Source passage:
Saturday, June 6, 2015
Withered Stumps of Time
T.S. Eliot, The Waste Land (1922), lines 94-110
Huge sea-wood fed with copper
Burned green and orange, framed by the coloured stone,
In which sad light a carvèd dolphin swam
Above the antique mantel was displayed
As though a window gave upon the sylvan scene
Eliot’s note: “Sylvan scene. V. Milton, Paradise Lost, IV, 140.” For
more on the sylvan scene, see Eliot’s first endnotes and their
reference to James Frazer, The Golden Bough, A Study in Magic
and Religion, 3d Ed. (1914), in turn illustrated by “sylvan landscape” of
J. M. W. Turner, The Golden Bough (1834). For a more complete
context see John Milton, Paradise Lost 137-142 (1667), where Satan
is describing Eden:
...and over head up grew
Insuperable highth of loftiest shade,
Cedar, and Pine, and Firr, and branching Palm
A Silvan Scene, and as the ranks ascend
Shade above shade, a woodie
Theatre Of stateliest view.
The change of Philomel, by the barbarous king
Eliot’s note: “V. Ovid, Metamorphoses, VI, Philomela.” See Ovid,
Metamorphoses 6.635-1053 (AD 8; tr. Samuel Garth, John Dryden,
Alexander Pope et al, 1717). Procne, far from home, had been longing
for a visit from her sister Philomela, so her husband Tereus prevailed on
the girls’ father to let Philomela sail home with him.
Now Philomela, scarce receiv'd on board,
And in the royal gilded bark secur'd,
Beheld the dashes of the bending oar,
The ruffled sea, and the receding shore;
When strait (his joy impatient of disguise)
We've gain'd our point, the rough Barbarian cries;
Now I possess the dear, the blissful hour,
And ev'ry wish subjected to my pow'r.
Then, before bringing her home,
the false tyrant seiz'd the princely maid,
And to a lodge in distant woods convey'd;
and there with “rude haste” he raped her. She cried out to her sister
and father in vain but then promised
...Tho' I'm prison'd in this lonely den,
Obscur'd, and bury'd from the sight of men,
My mournful voice the pitying rocks shall move,
And my complainings echo thro' the grove...

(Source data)
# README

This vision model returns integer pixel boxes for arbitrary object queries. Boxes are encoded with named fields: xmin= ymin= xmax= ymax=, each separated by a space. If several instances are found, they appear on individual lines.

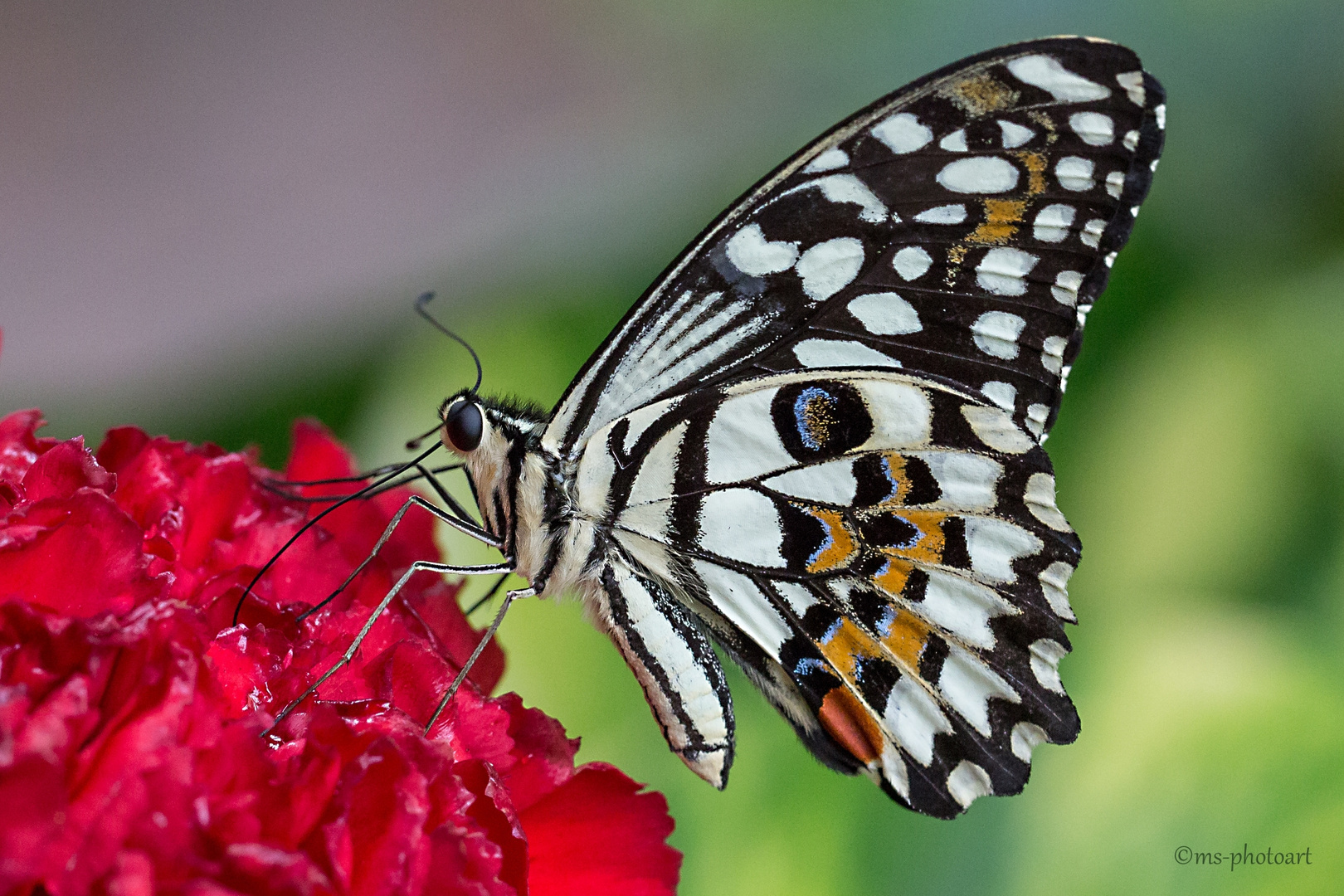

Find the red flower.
xmin=0 ymin=411 xmax=680 ymax=896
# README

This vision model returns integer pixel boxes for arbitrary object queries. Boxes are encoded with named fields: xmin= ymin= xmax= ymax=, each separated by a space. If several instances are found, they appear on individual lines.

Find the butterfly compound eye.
xmin=444 ymin=401 xmax=485 ymax=453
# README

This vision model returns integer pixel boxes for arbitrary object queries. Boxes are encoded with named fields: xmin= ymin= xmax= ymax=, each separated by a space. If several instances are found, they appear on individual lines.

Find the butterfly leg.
xmin=262 ymin=560 xmax=516 ymax=733
xmin=425 ymin=588 xmax=536 ymax=735
xmin=299 ymin=494 xmax=514 ymax=622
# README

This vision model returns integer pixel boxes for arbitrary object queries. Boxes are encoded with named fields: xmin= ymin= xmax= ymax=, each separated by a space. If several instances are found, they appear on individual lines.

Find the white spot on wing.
xmin=980 ymin=380 xmax=1017 ymax=411
xmin=727 ymin=224 xmax=798 ymax=277
xmin=1008 ymin=55 xmax=1110 ymax=102
xmin=882 ymin=743 xmax=910 ymax=799
xmin=848 ymin=293 xmax=923 ymax=336
xmin=1069 ymin=111 xmax=1116 ymax=146
xmin=797 ymin=236 xmax=863 ymax=302
xmin=802 ymin=146 xmax=850 ymax=174
xmin=938 ymin=646 xmax=1021 ymax=738
xmin=961 ymin=404 xmax=1035 ymax=454
xmin=947 ymin=759 xmax=995 ymax=809
xmin=869 ymin=111 xmax=933 ymax=154
xmin=938 ymin=128 xmax=967 ymax=152
xmin=914 ymin=570 xmax=1020 ymax=649
xmin=692 ymin=560 xmax=793 ymax=662
xmin=915 ymin=204 xmax=967 ymax=224
xmin=1032 ymin=202 xmax=1078 ymax=243
xmin=891 ymin=246 xmax=933 ymax=280
xmin=781 ymin=174 xmax=887 ymax=224
xmin=1008 ymin=722 xmax=1045 ymax=762
xmin=999 ymin=118 xmax=1036 ymax=149
xmin=911 ymin=451 xmax=1004 ymax=512
xmin=773 ymin=582 xmax=820 ymax=618
xmin=976 ymin=249 xmax=1040 ymax=298
xmin=971 ymin=312 xmax=1027 ymax=360
xmin=704 ymin=388 xmax=797 ymax=485
xmin=937 ymin=156 xmax=1019 ymax=193
xmin=761 ymin=458 xmax=859 ymax=504
xmin=855 ymin=379 xmax=933 ymax=450
xmin=1023 ymin=473 xmax=1073 ymax=532
xmin=1078 ymin=217 xmax=1106 ymax=249
xmin=793 ymin=338 xmax=900 ymax=368
xmin=1027 ymin=638 xmax=1069 ymax=694
xmin=699 ymin=489 xmax=785 ymax=568
xmin=1055 ymin=156 xmax=1095 ymax=193
xmin=1049 ymin=270 xmax=1083 ymax=308
xmin=1040 ymin=336 xmax=1069 ymax=373
xmin=882 ymin=675 xmax=952 ymax=766
xmin=1039 ymin=560 xmax=1078 ymax=622
xmin=1116 ymin=71 xmax=1147 ymax=106
xmin=1024 ymin=404 xmax=1049 ymax=442
xmin=967 ymin=517 xmax=1045 ymax=582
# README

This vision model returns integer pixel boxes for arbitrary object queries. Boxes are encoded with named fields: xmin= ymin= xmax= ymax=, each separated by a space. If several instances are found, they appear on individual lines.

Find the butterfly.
xmin=267 ymin=37 xmax=1166 ymax=818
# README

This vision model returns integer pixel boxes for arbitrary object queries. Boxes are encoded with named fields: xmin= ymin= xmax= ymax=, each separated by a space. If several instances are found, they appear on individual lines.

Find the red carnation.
xmin=0 ymin=411 xmax=681 ymax=896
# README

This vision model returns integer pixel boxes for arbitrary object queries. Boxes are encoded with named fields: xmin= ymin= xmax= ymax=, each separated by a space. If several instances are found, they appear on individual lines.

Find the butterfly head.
xmin=438 ymin=390 xmax=546 ymax=540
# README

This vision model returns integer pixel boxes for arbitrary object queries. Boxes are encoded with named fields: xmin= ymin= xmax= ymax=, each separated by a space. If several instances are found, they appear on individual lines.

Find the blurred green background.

Tasks:
[1] According to the Waste Land notes, why did Tereus persuade the girls' father to let Philomela sail home with him?
[2] Reproduce the part of the Waste Land notes that opens with the words containing "The change of" and closes with "home with him.".

Answers for this exercise:
[1] Procne, who was far from home, had been longing for a visit from her sister Philomela. For that reason her husband Tereus prevailed on their father to let Philomela sail home with him.

[2]
The change of Philomel, by the barbarous king
Eliot’s note: “V. Ovid, Metamorphoses, VI, Philomela.” See Ovid,
Metamorphoses 6.635-1053 (AD 8; tr. Samuel Garth, John Dryden,
Alexander Pope et al, 1717). Procne, far from home, had been longing
for a visit from her sister Philomela, so her husband Tereus prevailed on
the girls’ father to let Philomela sail home with him.